▸ Exercise task: What follows is a listing to be transcribed exactly.

-- START OF Source data --

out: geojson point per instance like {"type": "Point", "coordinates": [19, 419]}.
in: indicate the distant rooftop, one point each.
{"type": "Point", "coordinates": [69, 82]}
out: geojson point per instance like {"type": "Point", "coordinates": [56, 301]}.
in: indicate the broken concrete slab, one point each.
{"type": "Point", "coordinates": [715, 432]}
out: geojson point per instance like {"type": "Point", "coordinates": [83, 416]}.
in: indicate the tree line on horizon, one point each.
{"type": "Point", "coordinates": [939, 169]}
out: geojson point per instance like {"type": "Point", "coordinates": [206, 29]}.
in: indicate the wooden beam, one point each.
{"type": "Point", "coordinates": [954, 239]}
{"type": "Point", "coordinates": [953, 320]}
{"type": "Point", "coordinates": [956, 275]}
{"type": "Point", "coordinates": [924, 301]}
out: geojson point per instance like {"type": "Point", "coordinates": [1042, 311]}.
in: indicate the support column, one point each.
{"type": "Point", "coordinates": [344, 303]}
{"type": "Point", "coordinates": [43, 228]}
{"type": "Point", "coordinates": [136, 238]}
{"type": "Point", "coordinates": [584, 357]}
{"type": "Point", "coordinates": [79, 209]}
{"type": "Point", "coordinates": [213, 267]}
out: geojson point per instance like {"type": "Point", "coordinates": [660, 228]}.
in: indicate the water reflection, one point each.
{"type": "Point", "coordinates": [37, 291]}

-- END OF Source data --

▸ Final result:
out: geojson point per instance like {"type": "Point", "coordinates": [19, 419]}.
in: indicate the distant rooftop, one point each.
{"type": "Point", "coordinates": [69, 82]}
out: geojson point per instance like {"type": "Point", "coordinates": [56, 301]}.
in: indicate the broken concrete slab, one point each.
{"type": "Point", "coordinates": [715, 432]}
out: geojson point per instance like {"type": "Point", "coordinates": [83, 416]}.
in: indicate the tree line on horizon, one point each.
{"type": "Point", "coordinates": [939, 169]}
out: geojson point per instance like {"type": "Point", "coordinates": [206, 29]}.
in: indicate the wooden beam, one point each.
{"type": "Point", "coordinates": [954, 239]}
{"type": "Point", "coordinates": [953, 320]}
{"type": "Point", "coordinates": [956, 275]}
{"type": "Point", "coordinates": [924, 301]}
out: geojson point per instance like {"type": "Point", "coordinates": [1042, 311]}.
in: indicate the support column, one point each.
{"type": "Point", "coordinates": [344, 303]}
{"type": "Point", "coordinates": [43, 228]}
{"type": "Point", "coordinates": [136, 238]}
{"type": "Point", "coordinates": [584, 357]}
{"type": "Point", "coordinates": [79, 209]}
{"type": "Point", "coordinates": [213, 267]}
out: geojson point per instance like {"type": "Point", "coordinates": [660, 228]}.
in: indicate the water reflection, one point each.
{"type": "Point", "coordinates": [37, 291]}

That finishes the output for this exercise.